> EXERCISE DETAILS
Copy every line of the items below without changing anything.

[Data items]
>> START

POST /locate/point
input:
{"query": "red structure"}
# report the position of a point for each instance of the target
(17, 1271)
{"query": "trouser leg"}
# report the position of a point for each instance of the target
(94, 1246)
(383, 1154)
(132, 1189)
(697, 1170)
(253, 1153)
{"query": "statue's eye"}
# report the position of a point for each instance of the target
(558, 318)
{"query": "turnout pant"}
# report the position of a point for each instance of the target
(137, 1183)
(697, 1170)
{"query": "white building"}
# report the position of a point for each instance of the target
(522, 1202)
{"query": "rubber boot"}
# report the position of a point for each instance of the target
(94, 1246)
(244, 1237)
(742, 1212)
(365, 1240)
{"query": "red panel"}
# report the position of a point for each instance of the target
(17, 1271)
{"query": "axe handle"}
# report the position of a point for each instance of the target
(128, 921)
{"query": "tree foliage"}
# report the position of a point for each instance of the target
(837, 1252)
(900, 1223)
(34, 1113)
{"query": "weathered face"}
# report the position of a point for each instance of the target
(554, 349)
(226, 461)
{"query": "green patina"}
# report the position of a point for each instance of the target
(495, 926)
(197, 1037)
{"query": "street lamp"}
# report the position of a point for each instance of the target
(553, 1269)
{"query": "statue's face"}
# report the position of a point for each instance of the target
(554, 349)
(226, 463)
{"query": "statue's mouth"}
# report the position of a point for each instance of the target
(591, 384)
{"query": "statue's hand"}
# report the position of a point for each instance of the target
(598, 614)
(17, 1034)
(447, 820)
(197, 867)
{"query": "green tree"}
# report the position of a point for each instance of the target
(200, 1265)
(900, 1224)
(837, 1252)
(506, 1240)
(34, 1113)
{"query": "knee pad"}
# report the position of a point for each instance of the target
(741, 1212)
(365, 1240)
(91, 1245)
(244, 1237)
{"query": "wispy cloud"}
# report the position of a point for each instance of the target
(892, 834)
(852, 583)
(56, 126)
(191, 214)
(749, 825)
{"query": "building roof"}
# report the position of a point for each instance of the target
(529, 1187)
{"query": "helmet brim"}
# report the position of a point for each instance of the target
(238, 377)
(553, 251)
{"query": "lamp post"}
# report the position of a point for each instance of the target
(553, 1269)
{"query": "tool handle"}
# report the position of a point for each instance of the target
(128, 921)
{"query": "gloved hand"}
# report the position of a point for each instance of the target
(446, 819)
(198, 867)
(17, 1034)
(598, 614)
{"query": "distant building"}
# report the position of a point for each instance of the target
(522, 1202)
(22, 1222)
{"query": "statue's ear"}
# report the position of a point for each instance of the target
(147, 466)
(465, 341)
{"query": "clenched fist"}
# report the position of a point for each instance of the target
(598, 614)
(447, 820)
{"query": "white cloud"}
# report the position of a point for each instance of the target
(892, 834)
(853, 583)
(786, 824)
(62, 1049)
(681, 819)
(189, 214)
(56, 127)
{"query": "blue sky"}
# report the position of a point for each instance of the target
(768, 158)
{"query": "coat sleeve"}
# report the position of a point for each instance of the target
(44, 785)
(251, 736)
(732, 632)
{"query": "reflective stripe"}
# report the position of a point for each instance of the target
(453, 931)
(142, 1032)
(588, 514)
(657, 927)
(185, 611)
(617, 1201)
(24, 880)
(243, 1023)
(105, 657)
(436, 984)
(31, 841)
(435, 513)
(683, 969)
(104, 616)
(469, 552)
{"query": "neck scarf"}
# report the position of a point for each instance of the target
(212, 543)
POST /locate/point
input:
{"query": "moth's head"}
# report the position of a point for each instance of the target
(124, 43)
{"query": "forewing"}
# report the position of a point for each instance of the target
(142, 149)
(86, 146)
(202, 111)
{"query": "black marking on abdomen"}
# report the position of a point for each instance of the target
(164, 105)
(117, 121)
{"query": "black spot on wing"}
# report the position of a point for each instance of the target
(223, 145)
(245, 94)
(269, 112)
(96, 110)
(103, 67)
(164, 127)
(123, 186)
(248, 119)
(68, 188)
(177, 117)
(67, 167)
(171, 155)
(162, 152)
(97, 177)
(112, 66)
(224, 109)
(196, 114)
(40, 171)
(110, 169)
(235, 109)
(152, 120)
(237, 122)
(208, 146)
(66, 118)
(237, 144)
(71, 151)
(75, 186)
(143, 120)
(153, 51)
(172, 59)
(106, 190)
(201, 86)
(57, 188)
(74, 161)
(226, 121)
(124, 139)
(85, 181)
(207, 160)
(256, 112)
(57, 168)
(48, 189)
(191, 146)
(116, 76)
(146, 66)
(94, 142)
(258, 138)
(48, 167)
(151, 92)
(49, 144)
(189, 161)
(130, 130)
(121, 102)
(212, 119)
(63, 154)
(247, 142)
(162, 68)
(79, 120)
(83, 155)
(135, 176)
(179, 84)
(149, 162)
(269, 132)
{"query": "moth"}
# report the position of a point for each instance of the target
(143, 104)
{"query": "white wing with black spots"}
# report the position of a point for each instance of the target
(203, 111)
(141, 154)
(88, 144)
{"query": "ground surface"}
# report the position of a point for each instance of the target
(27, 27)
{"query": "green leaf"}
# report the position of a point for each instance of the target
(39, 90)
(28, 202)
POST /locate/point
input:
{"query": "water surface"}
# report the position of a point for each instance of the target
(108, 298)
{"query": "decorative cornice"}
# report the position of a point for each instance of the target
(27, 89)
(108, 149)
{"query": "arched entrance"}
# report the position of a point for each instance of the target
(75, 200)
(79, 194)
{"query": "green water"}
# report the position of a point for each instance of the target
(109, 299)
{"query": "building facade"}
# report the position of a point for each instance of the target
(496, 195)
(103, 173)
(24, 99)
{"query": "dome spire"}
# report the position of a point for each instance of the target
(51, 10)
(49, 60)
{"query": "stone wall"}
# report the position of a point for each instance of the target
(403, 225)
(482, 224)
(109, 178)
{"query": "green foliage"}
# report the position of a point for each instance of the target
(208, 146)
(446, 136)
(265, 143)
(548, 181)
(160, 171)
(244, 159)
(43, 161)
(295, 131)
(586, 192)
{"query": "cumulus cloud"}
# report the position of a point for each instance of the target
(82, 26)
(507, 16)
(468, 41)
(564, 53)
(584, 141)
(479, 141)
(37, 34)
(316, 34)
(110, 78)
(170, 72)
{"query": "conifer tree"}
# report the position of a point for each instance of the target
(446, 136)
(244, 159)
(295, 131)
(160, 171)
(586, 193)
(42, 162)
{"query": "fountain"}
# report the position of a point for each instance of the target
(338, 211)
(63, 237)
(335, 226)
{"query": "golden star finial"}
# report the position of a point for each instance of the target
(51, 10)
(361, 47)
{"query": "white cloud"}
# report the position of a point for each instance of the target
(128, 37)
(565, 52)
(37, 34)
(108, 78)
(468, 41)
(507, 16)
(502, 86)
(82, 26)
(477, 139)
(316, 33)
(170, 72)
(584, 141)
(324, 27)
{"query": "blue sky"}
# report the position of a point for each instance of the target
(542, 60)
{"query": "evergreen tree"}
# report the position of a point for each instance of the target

>> END

> SOLUTION TO THIS EXERCISE
POST /locate/point
input:
{"query": "red structure"}
# report the position of a point for each instance of the target
(17, 1271)
{"query": "trouser leg"}
# report the position of a point for each instance of the target
(94, 1246)
(383, 1154)
(132, 1189)
(697, 1170)
(253, 1153)
{"query": "statue's eye"}
# report the position of a point for each instance of the target
(558, 318)
{"query": "turnout pant"}
# report the position of a point for each instance of the target
(137, 1183)
(697, 1170)
{"query": "white building"}
# report the position of a point for each instance of the target
(522, 1202)
{"query": "rubber boot"}
# report the position of a point for each instance of the target
(94, 1246)
(244, 1237)
(742, 1212)
(365, 1240)
{"query": "red panel"}
# report the position of a point for each instance of the target
(17, 1271)
{"query": "axe handle"}
# report the position of a point for each instance of the target
(128, 921)
{"query": "tree foliage"}
# report the position of a point for each instance of the target
(837, 1252)
(900, 1223)
(34, 1113)
{"query": "weathered face"}
# report the position of a point for each instance of the target
(554, 349)
(226, 461)
{"query": "green patina"}
# report the position of a point for each instance of the target
(495, 926)
(197, 1037)
{"query": "street lamp"}
# report the position of a point for each instance of the target
(553, 1269)
{"query": "statue's face"}
# report the position of a point for each instance of the target
(554, 349)
(226, 463)
{"query": "statue's mouth"}
# report the position of a point for each instance of the target
(591, 384)
{"query": "statue's hand"}
# report the position of a point for each instance of the target
(598, 614)
(17, 1034)
(447, 820)
(197, 867)
{"query": "green tree"}
# report the position of a point for each instance of the target
(200, 1265)
(900, 1224)
(837, 1252)
(506, 1240)
(34, 1113)
{"query": "knee pad"}
# report the position of a point for each instance of the target
(741, 1212)
(365, 1240)
(91, 1245)
(244, 1237)
{"query": "wispy cloud"}
# report the position of a point for each instance of the target
(892, 834)
(852, 583)
(56, 126)
(191, 214)
(749, 825)
{"query": "building roof"}
# report the position of a point for each instance of the target
(529, 1187)
{"query": "helmet brim"}
# report the position of a point for each instance of the target
(238, 377)
(553, 251)
{"query": "lamp post"}
# report the position of a point for each instance of the target
(553, 1269)
{"query": "tool handle"}
# report the position of a point for each instance of the target
(128, 921)
{"query": "gloved hand"}
# report the position of a point for each instance of the target
(446, 819)
(198, 867)
(17, 1034)
(598, 614)
{"query": "distant building"}
# report the position of a point for each instance of the target
(522, 1202)
(22, 1222)
{"query": "statue's ear"}
# report the position of a point for each instance of the target
(147, 466)
(465, 341)
{"query": "clenched fist"}
# report the position of a point for each instance of the target
(598, 614)
(447, 820)
{"query": "white cloud"}
# report the position of a point for each instance of the target
(892, 834)
(853, 583)
(786, 824)
(62, 1049)
(681, 819)
(189, 214)
(56, 127)
{"query": "blue sky"}
# report the position of a point for each instance of the target
(768, 158)
{"query": "coat sleeve"}
# report the position of a point for each instance of the target
(44, 785)
(251, 736)
(732, 632)
{"query": "reflective stripe"}
# report the position of a point for each instance of the target
(453, 931)
(142, 1032)
(588, 514)
(657, 927)
(185, 611)
(617, 1201)
(24, 880)
(243, 1023)
(105, 657)
(436, 984)
(31, 841)
(435, 513)
(683, 969)
(104, 616)
(469, 552)
{"query": "neck scarf"}
# report the position of a point for each instance of the target
(212, 543)
POST /locate/point
input:
{"query": "moth's head"}
# report the position of a point for each instance of the target
(124, 43)
{"query": "forewing"}
# report the position of a point for each instance of the target
(142, 149)
(86, 146)
(202, 111)
{"query": "black marking on abdomen"}
# report the position of a point for each instance of the target
(164, 105)
(117, 121)
{"query": "black spot on wing"}
# report the position of a point for each instance of the target
(223, 145)
(245, 94)
(269, 112)
(96, 110)
(103, 67)
(164, 127)
(123, 186)
(248, 119)
(68, 188)
(177, 117)
(67, 167)
(171, 155)
(162, 152)
(97, 177)
(112, 66)
(224, 109)
(196, 114)
(40, 171)
(110, 169)
(235, 109)
(152, 120)
(237, 122)
(208, 146)
(66, 118)
(237, 144)
(71, 151)
(75, 186)
(143, 120)
(153, 51)
(172, 59)
(106, 190)
(201, 86)
(57, 188)
(74, 161)
(226, 121)
(124, 139)
(85, 181)
(207, 160)
(256, 112)
(57, 168)
(48, 189)
(191, 146)
(116, 76)
(146, 66)
(94, 142)
(258, 138)
(48, 167)
(151, 92)
(49, 144)
(189, 161)
(130, 130)
(121, 102)
(212, 119)
(63, 154)
(247, 142)
(162, 68)
(79, 120)
(83, 155)
(135, 176)
(179, 84)
(149, 162)
(269, 132)
{"query": "moth"}
# report the position of a point for each instance of the target
(143, 104)
{"query": "white wing with black spots"}
# report the position of a point for each instance of the target
(203, 111)
(141, 154)
(88, 144)
{"query": "ground surface"}
# report the position of a point for each instance of the target
(27, 27)
{"query": "green leaf"}
# report the position of a point for each instance of the target
(39, 90)
(28, 202)
POST /locate/point
input:
{"query": "water surface"}
# report the position of a point for each instance of the target
(108, 298)
{"query": "decorative cornice"}
# report the position of a point for each instance of the target
(27, 89)
(108, 149)
{"query": "arched entrance"}
# report the position of a point for each instance of the target
(75, 200)
(79, 194)
{"query": "green water"}
# report the position of a point for each instance of the target
(109, 299)
{"query": "building facade"}
# report the position of a point for each instance of the target
(496, 195)
(103, 173)
(24, 99)
{"query": "dome spire"}
# report the position of a point for each instance of the target
(51, 10)
(49, 60)
{"query": "stone wall"}
# report the position of a point for each instance of the target
(403, 225)
(482, 224)
(109, 178)
{"query": "green foliage"}
# report the position of a point for each instance of the target
(208, 146)
(446, 136)
(265, 143)
(548, 181)
(160, 171)
(244, 159)
(43, 161)
(295, 131)
(586, 192)
{"query": "cumulus cloud"}
# report the position of a point for each instance of the target
(82, 26)
(507, 16)
(468, 41)
(564, 53)
(584, 141)
(479, 141)
(37, 34)
(316, 34)
(110, 78)
(170, 72)
{"query": "conifer tree"}
# report the position of a point for each instance of the target
(446, 136)
(244, 159)
(295, 131)
(160, 171)
(586, 193)
(42, 162)
{"query": "fountain"}
# report the position of a point for each instance of the target
(338, 211)
(63, 237)
(335, 226)
{"query": "golden star finial"}
# report the position of a point for each instance of the target
(51, 10)
(361, 47)
{"query": "white cloud"}
# report the position of a point for each instance of the target
(128, 37)
(565, 52)
(37, 34)
(108, 78)
(468, 41)
(507, 16)
(502, 86)
(82, 26)
(477, 139)
(316, 33)
(170, 72)
(584, 141)
(324, 27)
{"query": "blue sky"}
# report the position of a point for each instance of the target
(542, 60)
{"query": "evergreen tree"}
# report the position of a point for each instance of the target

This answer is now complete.